:: Goal of the exercise ::
Reproduce only the lines that run from the line with "# point at: the window" to the last line of the material, both ends included, exactly as they appear.
** Begin Items **
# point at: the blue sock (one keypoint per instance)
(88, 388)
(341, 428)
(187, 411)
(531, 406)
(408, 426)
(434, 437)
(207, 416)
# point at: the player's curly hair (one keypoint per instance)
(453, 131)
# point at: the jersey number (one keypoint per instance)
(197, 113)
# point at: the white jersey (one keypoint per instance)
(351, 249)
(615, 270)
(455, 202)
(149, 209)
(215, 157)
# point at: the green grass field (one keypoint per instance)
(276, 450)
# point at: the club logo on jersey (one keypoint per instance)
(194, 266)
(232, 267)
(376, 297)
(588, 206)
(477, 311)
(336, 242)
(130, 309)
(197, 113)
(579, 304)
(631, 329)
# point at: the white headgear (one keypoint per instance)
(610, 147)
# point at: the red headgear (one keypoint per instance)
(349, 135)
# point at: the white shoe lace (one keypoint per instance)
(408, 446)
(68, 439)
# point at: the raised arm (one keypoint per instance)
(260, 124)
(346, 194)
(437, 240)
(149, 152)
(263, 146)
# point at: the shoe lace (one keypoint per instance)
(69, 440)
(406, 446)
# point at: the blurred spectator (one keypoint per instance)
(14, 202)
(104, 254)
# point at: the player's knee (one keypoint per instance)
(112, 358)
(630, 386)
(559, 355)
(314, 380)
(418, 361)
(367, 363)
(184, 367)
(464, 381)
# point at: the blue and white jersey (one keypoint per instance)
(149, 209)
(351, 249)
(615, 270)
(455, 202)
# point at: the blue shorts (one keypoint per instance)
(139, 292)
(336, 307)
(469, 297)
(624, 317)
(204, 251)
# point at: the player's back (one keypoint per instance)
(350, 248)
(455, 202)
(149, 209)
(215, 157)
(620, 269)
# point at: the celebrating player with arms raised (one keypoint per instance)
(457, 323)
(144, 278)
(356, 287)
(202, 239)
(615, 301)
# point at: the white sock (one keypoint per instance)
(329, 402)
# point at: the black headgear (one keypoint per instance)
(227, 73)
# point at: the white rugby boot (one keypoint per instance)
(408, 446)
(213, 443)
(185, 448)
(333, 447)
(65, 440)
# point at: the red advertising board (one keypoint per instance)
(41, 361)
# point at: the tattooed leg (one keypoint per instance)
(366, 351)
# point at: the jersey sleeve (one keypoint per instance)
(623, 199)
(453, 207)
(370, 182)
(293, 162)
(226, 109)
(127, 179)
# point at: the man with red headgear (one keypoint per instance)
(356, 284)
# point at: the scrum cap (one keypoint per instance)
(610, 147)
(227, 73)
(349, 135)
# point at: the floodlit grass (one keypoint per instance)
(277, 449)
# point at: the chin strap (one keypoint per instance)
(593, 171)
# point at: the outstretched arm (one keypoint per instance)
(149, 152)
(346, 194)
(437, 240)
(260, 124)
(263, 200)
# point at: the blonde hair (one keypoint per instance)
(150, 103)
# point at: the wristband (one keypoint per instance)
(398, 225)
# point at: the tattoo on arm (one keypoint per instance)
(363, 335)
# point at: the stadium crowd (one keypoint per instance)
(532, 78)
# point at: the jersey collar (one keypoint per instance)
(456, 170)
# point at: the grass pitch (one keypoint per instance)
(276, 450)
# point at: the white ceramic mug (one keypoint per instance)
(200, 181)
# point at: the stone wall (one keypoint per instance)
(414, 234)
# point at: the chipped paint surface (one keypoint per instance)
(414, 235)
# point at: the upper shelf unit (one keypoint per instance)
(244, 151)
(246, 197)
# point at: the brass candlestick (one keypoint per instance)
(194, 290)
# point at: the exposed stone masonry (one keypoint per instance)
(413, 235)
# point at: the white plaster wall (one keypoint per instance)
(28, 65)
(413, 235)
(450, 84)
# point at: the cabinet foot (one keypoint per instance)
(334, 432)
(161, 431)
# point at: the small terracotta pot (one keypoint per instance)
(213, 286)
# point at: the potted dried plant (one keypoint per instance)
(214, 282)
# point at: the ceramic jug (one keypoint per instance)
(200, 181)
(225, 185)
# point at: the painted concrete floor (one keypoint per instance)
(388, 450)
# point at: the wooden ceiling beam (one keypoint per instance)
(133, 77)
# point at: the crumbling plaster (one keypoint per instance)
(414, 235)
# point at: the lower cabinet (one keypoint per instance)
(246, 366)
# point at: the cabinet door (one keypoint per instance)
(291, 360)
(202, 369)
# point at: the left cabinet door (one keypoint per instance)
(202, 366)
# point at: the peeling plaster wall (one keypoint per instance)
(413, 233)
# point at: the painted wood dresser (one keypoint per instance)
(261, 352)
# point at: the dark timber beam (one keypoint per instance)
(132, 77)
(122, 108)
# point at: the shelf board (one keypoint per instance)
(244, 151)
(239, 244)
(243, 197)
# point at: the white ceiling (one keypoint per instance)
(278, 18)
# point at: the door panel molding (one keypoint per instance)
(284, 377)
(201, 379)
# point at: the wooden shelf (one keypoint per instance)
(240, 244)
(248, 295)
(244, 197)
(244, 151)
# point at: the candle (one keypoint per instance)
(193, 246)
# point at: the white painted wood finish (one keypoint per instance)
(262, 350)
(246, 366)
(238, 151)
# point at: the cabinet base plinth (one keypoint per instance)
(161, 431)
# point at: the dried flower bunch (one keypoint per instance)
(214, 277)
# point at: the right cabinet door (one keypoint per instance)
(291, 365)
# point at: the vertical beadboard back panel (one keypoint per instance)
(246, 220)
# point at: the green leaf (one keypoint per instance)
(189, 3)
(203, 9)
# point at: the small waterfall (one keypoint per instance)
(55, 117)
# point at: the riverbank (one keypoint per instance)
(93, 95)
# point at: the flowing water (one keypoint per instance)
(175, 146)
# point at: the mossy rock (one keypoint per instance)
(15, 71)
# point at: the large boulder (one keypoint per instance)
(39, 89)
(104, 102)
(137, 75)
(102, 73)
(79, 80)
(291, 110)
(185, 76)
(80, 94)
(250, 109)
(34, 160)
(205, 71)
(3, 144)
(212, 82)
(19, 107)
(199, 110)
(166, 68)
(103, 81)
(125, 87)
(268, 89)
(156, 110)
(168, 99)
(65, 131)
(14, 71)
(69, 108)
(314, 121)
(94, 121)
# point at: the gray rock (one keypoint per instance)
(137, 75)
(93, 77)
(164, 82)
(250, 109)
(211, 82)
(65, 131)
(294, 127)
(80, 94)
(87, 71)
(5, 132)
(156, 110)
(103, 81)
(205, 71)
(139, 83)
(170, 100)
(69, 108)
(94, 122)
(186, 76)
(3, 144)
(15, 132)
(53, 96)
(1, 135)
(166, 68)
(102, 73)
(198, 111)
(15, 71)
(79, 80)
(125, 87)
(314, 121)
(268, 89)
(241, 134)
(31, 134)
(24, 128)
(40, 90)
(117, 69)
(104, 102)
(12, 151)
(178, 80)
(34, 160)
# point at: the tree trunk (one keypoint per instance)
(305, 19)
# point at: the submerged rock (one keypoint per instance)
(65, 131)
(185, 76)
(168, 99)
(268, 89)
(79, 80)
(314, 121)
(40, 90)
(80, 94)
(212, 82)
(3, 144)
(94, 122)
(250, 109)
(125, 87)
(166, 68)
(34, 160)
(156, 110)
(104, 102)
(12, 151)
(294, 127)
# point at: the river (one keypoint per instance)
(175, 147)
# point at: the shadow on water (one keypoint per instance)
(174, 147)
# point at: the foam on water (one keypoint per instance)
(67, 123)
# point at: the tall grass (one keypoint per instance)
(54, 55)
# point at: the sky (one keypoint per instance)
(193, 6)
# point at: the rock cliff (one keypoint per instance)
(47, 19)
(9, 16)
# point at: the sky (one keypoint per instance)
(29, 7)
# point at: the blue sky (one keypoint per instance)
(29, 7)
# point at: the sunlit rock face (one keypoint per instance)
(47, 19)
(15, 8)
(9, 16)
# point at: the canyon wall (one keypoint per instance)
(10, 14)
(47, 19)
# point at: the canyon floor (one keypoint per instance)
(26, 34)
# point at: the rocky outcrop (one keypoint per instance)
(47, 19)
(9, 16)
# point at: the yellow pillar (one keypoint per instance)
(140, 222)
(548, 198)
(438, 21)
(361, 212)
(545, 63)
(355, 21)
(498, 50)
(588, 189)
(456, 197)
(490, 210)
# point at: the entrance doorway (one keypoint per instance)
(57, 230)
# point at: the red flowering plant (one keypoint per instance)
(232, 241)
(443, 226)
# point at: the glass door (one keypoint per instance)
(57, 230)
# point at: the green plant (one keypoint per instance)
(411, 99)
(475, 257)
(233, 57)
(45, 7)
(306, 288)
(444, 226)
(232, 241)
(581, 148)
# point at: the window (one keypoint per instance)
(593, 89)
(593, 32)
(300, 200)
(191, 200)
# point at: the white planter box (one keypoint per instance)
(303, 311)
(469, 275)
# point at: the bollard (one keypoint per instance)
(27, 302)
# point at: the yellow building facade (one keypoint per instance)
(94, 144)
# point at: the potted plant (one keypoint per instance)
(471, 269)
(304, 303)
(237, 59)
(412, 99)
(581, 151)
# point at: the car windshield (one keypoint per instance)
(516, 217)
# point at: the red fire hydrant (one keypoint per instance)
** End Items **
:: Task answer ::
# point at: the window (one keypoint per instance)
(593, 89)
(593, 32)
(300, 200)
(191, 200)
# point at: the white planter box (one keypoint per instance)
(303, 311)
(469, 275)
# point at: the bollard (one keypoint per instance)
(27, 302)
# point at: the yellow building facade (one keypoint per instance)
(94, 144)
# point at: the potted plant (one keypoint per instance)
(471, 269)
(304, 303)
(237, 59)
(412, 99)
(581, 151)
# point at: the car windshield (one keypoint per instance)
(516, 217)
# point at: the red fire hydrant (one keypoint per instance)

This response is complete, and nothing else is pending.